*Exercise materials*.
__________

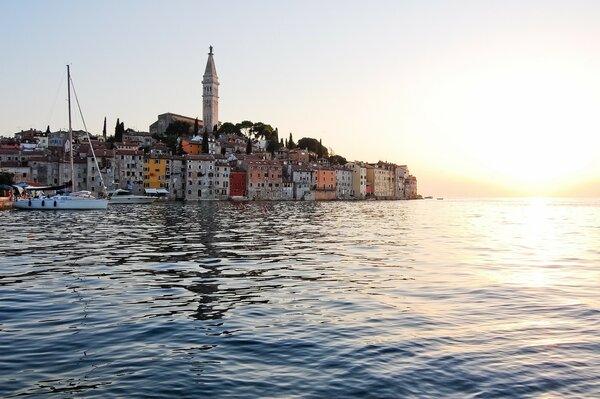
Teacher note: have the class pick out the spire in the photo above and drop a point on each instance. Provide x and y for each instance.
(210, 70)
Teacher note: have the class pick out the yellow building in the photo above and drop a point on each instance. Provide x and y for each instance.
(156, 171)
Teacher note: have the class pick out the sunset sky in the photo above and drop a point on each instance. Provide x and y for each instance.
(479, 98)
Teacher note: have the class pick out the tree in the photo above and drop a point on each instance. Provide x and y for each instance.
(245, 128)
(320, 149)
(291, 145)
(173, 132)
(205, 142)
(6, 178)
(312, 145)
(119, 130)
(337, 160)
(179, 150)
(273, 142)
(229, 128)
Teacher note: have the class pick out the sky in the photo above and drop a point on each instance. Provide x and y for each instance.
(478, 98)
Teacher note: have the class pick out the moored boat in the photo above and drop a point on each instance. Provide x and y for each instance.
(73, 200)
(76, 200)
(121, 196)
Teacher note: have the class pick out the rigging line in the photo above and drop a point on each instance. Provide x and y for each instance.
(62, 81)
(88, 136)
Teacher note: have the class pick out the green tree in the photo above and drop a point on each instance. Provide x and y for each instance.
(313, 145)
(205, 142)
(229, 128)
(291, 145)
(273, 142)
(337, 160)
(173, 132)
(179, 150)
(118, 135)
(245, 128)
(6, 178)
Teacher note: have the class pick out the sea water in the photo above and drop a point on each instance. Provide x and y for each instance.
(376, 299)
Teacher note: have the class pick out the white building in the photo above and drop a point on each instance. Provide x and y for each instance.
(344, 183)
(210, 94)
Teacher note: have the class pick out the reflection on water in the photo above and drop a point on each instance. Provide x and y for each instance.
(451, 298)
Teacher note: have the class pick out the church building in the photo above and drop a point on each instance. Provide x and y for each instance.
(210, 94)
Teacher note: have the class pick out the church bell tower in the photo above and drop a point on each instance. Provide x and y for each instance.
(210, 94)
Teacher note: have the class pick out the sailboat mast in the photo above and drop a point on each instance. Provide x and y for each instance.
(73, 186)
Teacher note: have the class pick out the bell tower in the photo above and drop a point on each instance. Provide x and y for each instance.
(210, 94)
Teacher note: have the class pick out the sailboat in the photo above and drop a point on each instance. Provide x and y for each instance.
(74, 199)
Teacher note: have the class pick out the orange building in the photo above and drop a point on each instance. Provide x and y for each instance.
(326, 184)
(191, 147)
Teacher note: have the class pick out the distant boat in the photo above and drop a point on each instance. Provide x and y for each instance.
(238, 198)
(7, 196)
(121, 196)
(73, 200)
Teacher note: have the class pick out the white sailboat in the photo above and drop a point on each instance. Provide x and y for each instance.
(75, 199)
(121, 196)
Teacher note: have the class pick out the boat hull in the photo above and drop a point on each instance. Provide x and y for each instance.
(134, 199)
(61, 203)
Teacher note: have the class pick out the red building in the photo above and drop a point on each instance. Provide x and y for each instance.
(237, 182)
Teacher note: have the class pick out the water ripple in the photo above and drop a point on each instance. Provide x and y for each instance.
(457, 299)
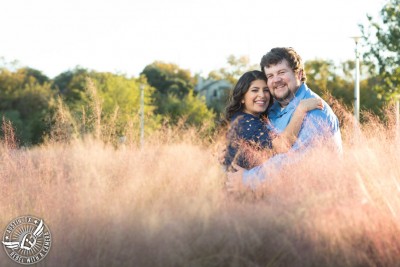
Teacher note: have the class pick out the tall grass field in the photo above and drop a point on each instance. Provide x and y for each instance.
(164, 204)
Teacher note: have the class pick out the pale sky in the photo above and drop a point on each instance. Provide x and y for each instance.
(123, 36)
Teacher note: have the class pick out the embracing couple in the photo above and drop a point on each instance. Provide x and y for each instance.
(273, 113)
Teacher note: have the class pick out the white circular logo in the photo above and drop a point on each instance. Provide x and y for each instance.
(27, 240)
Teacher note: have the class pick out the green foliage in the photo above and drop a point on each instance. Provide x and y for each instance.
(168, 78)
(174, 95)
(191, 108)
(324, 78)
(382, 38)
(235, 68)
(108, 99)
(25, 100)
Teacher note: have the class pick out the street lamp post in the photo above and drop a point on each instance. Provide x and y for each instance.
(141, 115)
(397, 110)
(357, 81)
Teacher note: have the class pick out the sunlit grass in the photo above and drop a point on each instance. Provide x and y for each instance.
(165, 204)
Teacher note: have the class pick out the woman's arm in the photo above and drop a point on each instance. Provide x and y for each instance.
(284, 141)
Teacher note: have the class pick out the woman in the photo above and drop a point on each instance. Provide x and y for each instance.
(251, 138)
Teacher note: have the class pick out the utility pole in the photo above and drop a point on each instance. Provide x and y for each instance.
(141, 115)
(357, 82)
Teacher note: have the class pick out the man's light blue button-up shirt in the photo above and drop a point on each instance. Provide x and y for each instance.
(317, 124)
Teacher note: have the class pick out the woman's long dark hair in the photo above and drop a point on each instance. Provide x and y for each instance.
(240, 89)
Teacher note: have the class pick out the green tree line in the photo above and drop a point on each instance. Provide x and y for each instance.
(32, 101)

__________

*Task goal*. A word-for-word copy of the listing is needed, with no pictures in it.

*Final answer*.
Teacher note: have the class pick out the spire in the photo above and drop a point on each instance. Provide x and y for each instance.
(210, 70)
Teacher note: have the class pick out the yellow building in the photo above and drop a point on each instance. Provide x and y for each instance.
(156, 171)
Teacher note: have the class pick out the sunset sky in the photo above and drop a point on each instance. Provide x and y for each instance.
(479, 98)
Teacher note: have the class pick out the tree in the photo above and drop a point on each instance. Provide x and y for each instance.
(245, 128)
(320, 149)
(291, 145)
(173, 132)
(205, 142)
(6, 178)
(312, 145)
(119, 130)
(337, 160)
(179, 150)
(273, 142)
(229, 128)
Teacher note: have the class pick out the sky in the photo above and drop a point on each instance. Provide x and y for each instance.
(478, 98)
Teacher note: have the class pick out the moored boat in the photo above and drop a point on each instance. Provide x and y for each instance.
(73, 200)
(76, 200)
(121, 196)
Teacher note: have the class pick out the rigging line in the photo above and drop a point on each instance. Provide x and y for each instance.
(62, 81)
(88, 136)
Teacher note: have the class pick out the green tree in the photo above and drop a point on each instance. Provide x and y for each instance.
(313, 145)
(205, 142)
(229, 128)
(291, 145)
(273, 142)
(337, 160)
(173, 132)
(179, 150)
(118, 135)
(245, 128)
(6, 178)
Teacher note: have the class pick out the sea water in the photo above and drop a point on each instance. Provide x and y for each instance.
(376, 299)
Teacher note: have the class pick out the white building in the photo above and drop a point on each instance. Provide x and y for each instance.
(344, 183)
(210, 94)
Teacher note: have the class pick out the reflection on water in the photo above and drop a point on each instance. Provide x and y for each instance.
(451, 298)
Teacher note: have the class pick out the church building in the photo above and drop a point on each instance. Provide x and y for each instance.
(210, 94)
Teacher note: have the class pick out the church bell tower in the photo above and drop a point on each instance. Provide x and y for each instance.
(210, 94)
Teacher note: have the class pick out the sailboat mast in the photo above and drop a point on each instance. Provide x and y for each instance.
(73, 186)
Teacher note: have the class pick out the bell tower in the photo above and drop a point on each instance. Provide x and y for each instance.
(210, 94)
Teacher note: have the class pick out the sailboat in the photo above and drop a point on each instance. Provide x and y for each instance.
(74, 199)
Teacher note: have the class pick out the orange building in the photo above and drop a point on each instance. Provide x and y for each instance.
(326, 184)
(191, 147)
Teacher note: have the class pick out the distant boat in the photo above and drop a point on each instance. Provide x and y for each instance.
(238, 198)
(7, 196)
(121, 196)
(73, 200)
Teacher note: have the class pick out the white sailboat in the photo above and drop a point on each instance. Provide x and y for each instance.
(75, 199)
(121, 196)
Teacher note: have the class pick out the boat hull in the photo above and drop a point on each instance. Provide x and y for each instance.
(134, 199)
(61, 203)
Teacher note: have the class pick out the red building in the photo above and drop a point on each instance. Provide x and y for each instance.
(237, 182)
Teacher note: have the class pick out the water ripple in the photo above and drop a point on each instance. Provide x and y for each instance.
(457, 299)
Teacher note: have the class pick out the tall grass field in the photo above and drop a point on each instance. Provide x and y for each instance.
(164, 204)
Teacher note: have the class pick out the pale sky in the photo above and drop a point on each instance. Provide x and y for each instance.
(123, 36)
Teacher note: have the class pick out the embracing couple in the photo above and drop a point on each instance. Provide x and y for each instance.
(273, 113)
Teacher note: have the class pick out the white circular logo in the photo above and drop a point on each instance. Provide x and y for each instance.
(27, 240)
Teacher note: have the class pick out the green foliage in the photo above and drop a point on each instance. Provide x and y for each instance.
(168, 78)
(174, 95)
(191, 108)
(324, 78)
(382, 38)
(235, 68)
(108, 99)
(25, 100)
Teacher note: have the class pick out the street lamp post in the photo above and drop a point on each instance. Provide x and y for each instance.
(141, 115)
(397, 110)
(357, 81)
Teacher note: have the class pick out the sunlit grass in the photo above and drop a point on each instance. Provide x and y for each instance.
(165, 204)
Teacher note: have the class pick out the woman's arm in the photo above and drop a point on each instance. Provide x and y for each instance.
(284, 141)
Teacher note: have the class pick out the woman in the photo above and drop a point on each instance. Provide x and y for each instance.
(251, 138)
Teacher note: have the class pick out the utility pole in the photo above and drop a point on each instance. Provide x and y for each instance.
(141, 115)
(357, 82)
Teacher note: have the class pick out the man's light blue button-up shirt in the photo above and drop a point on each instance. Provide x and y for each instance.
(317, 124)
Teacher note: have the class pick out the woman's long dark hair in the photo above and drop a point on each instance. Provide x and y for each instance.
(240, 89)
Teacher note: have the class pick out the green tree line in the photo above and drop a point on each instance. Provide x and y for each instance.
(32, 101)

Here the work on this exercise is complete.